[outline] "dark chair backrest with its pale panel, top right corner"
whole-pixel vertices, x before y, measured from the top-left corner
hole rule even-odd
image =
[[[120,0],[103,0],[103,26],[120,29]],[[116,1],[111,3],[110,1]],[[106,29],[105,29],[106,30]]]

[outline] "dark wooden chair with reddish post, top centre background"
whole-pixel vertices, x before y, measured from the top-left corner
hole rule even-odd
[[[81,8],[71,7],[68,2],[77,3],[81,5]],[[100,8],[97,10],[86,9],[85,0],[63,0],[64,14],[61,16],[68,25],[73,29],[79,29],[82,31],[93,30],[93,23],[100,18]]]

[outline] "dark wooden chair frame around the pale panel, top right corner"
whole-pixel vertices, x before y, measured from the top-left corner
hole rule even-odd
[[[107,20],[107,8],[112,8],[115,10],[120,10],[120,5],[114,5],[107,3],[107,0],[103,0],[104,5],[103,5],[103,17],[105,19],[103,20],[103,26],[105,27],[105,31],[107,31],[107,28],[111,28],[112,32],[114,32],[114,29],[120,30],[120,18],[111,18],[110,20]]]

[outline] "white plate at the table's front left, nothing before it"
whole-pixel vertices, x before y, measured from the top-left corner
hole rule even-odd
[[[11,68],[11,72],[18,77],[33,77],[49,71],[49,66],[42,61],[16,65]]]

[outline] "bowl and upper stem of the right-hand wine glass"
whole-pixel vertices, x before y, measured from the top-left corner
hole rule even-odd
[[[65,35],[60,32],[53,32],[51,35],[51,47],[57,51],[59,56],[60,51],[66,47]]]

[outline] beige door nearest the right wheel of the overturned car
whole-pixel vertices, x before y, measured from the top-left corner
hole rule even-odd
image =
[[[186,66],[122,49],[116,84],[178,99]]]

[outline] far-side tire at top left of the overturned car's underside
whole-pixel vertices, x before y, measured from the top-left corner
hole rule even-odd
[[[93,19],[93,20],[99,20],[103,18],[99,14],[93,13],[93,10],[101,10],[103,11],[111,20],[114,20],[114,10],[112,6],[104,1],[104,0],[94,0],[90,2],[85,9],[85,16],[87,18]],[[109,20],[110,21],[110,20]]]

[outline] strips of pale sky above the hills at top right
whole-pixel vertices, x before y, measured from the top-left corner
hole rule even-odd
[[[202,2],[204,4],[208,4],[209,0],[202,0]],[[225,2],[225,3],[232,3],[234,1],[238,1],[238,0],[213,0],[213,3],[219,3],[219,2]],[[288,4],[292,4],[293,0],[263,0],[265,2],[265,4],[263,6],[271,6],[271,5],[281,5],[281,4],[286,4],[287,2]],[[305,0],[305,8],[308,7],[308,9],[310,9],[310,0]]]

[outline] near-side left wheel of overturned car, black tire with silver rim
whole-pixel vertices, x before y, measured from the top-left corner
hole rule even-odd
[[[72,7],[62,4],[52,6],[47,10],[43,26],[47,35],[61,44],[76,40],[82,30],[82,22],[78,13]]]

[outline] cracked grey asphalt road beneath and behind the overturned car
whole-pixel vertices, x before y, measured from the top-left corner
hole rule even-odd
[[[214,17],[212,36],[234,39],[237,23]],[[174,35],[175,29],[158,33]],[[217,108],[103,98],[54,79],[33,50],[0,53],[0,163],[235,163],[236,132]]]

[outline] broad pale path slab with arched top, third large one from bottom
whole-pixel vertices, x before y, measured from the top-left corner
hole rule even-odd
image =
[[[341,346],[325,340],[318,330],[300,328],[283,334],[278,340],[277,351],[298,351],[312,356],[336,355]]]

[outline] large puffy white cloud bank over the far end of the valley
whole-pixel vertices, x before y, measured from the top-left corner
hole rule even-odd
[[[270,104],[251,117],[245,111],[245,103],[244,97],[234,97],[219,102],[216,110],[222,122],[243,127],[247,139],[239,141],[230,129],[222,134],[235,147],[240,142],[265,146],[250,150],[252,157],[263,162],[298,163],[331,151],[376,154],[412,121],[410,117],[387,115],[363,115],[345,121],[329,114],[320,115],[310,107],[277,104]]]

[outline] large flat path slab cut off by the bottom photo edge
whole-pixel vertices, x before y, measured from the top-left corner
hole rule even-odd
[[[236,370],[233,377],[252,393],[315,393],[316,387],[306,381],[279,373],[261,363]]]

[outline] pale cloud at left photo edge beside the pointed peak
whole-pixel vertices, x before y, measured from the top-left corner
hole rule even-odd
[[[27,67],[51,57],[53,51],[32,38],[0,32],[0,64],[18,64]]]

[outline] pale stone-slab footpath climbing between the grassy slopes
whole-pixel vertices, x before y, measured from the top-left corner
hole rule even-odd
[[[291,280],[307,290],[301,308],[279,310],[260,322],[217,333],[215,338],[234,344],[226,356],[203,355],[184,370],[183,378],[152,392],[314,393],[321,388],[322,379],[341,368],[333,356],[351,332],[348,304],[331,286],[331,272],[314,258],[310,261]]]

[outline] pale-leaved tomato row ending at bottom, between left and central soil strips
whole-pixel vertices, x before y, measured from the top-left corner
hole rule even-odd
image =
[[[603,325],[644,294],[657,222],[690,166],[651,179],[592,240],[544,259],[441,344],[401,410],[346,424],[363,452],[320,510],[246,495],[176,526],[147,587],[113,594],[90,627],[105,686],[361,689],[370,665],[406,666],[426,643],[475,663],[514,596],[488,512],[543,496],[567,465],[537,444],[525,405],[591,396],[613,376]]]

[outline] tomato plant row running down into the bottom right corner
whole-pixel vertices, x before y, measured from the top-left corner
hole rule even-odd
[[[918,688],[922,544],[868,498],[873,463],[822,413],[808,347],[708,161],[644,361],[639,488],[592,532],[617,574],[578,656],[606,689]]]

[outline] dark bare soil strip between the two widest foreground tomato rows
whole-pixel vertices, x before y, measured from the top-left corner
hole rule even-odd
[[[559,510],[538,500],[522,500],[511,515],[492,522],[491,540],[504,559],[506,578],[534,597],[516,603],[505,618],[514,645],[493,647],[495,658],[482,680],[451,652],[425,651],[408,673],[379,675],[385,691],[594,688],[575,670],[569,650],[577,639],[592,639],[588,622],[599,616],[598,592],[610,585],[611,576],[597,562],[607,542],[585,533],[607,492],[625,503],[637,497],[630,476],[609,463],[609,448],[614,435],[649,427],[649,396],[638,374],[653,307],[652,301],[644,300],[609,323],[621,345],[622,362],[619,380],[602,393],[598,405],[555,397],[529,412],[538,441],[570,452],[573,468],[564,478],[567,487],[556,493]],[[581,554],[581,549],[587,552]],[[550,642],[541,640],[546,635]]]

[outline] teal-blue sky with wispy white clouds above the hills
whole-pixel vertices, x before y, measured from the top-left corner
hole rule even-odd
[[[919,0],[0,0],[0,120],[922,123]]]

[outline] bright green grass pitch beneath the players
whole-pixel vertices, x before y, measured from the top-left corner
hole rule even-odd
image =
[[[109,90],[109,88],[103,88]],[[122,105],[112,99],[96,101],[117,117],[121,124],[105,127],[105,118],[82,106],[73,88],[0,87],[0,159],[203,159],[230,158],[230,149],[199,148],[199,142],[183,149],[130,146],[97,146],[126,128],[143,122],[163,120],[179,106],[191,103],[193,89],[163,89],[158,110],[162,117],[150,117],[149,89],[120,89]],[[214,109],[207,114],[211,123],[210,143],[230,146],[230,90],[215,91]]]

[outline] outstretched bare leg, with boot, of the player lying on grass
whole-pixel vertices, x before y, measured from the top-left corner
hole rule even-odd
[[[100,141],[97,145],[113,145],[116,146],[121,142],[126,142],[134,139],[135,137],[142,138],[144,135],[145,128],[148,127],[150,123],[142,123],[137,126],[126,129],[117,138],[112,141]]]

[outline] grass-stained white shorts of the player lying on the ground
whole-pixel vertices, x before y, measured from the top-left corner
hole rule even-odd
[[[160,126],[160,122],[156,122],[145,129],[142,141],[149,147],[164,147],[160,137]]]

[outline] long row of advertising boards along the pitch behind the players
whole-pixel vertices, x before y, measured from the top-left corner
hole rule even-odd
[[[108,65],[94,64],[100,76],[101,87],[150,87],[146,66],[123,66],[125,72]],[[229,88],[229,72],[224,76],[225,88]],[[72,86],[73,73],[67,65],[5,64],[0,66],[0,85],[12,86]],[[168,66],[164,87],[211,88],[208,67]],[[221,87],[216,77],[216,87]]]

§

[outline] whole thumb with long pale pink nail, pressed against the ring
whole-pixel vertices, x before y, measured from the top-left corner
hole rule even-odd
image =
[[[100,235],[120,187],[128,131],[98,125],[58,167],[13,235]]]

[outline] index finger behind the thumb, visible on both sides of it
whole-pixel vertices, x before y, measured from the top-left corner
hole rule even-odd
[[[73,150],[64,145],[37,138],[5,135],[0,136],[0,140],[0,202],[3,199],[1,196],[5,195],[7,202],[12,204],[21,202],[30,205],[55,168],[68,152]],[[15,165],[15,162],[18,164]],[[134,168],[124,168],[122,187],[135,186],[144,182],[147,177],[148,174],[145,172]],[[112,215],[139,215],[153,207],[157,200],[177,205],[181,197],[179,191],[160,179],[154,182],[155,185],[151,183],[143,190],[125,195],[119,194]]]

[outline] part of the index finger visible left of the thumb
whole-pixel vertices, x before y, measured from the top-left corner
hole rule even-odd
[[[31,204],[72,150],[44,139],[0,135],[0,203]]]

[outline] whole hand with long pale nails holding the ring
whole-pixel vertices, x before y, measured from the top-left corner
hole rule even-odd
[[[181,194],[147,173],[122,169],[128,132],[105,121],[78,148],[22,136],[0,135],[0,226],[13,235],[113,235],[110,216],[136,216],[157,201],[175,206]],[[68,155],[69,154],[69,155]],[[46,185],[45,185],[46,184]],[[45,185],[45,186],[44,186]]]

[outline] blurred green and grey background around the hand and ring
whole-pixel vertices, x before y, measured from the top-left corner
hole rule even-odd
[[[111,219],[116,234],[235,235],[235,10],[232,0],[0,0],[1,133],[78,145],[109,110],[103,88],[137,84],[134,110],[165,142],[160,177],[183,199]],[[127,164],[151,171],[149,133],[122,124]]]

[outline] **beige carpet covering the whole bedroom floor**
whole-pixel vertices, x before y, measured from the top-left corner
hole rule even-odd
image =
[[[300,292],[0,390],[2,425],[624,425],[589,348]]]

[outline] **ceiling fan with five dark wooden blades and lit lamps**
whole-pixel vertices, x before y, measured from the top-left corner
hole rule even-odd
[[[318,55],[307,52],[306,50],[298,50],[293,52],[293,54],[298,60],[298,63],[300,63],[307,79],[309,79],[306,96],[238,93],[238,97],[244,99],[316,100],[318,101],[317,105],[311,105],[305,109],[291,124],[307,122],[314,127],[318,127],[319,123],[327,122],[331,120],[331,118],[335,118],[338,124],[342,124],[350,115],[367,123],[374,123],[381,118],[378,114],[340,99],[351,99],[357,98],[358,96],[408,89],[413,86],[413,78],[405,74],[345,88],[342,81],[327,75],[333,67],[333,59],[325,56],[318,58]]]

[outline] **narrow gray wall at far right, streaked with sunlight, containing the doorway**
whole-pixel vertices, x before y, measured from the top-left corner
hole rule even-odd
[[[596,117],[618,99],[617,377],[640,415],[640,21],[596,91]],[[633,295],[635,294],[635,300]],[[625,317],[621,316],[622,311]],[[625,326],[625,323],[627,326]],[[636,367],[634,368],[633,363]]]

§

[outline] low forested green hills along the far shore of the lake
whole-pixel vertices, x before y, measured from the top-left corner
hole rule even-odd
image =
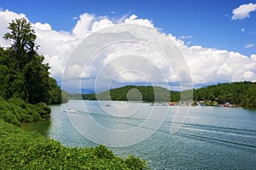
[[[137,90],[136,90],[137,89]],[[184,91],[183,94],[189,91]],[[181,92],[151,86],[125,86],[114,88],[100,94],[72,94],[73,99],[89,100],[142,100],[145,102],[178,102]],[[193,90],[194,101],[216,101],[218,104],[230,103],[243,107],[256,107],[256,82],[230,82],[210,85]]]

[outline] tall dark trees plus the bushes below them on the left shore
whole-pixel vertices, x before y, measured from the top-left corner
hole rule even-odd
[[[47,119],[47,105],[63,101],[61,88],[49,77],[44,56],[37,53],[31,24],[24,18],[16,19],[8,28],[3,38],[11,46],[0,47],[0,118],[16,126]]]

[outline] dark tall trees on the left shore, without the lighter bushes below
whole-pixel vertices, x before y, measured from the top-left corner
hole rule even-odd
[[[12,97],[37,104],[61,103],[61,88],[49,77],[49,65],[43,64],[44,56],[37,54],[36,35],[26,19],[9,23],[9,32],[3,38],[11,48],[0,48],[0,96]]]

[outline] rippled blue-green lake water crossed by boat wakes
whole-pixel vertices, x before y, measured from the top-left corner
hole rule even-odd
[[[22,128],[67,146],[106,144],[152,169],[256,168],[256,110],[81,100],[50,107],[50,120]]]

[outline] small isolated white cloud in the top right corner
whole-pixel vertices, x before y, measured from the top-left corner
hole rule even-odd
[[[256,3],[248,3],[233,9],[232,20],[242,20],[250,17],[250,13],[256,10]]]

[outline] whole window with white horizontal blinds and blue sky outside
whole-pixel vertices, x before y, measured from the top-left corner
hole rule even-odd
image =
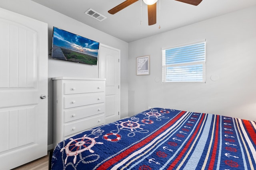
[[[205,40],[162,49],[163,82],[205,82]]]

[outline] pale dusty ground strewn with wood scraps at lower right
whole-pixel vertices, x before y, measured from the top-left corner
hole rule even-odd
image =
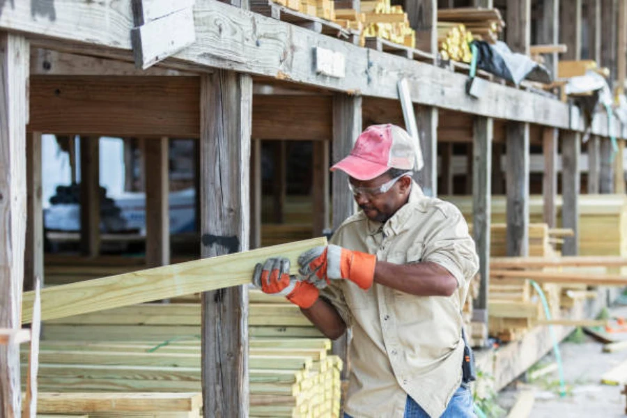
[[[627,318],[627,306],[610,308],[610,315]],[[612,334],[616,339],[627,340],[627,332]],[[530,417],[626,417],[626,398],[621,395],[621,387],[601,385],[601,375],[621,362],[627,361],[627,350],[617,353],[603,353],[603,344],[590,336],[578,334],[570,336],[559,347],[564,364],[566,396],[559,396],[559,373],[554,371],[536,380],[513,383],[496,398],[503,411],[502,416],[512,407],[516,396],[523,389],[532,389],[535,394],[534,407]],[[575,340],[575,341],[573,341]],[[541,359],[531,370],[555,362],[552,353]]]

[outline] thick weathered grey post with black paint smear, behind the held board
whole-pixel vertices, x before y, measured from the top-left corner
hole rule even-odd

§

_Exercise requirements_: Count the lines in the material above where the word "pale" occurs, and reply with nothing but the number.

_Written solution_: 10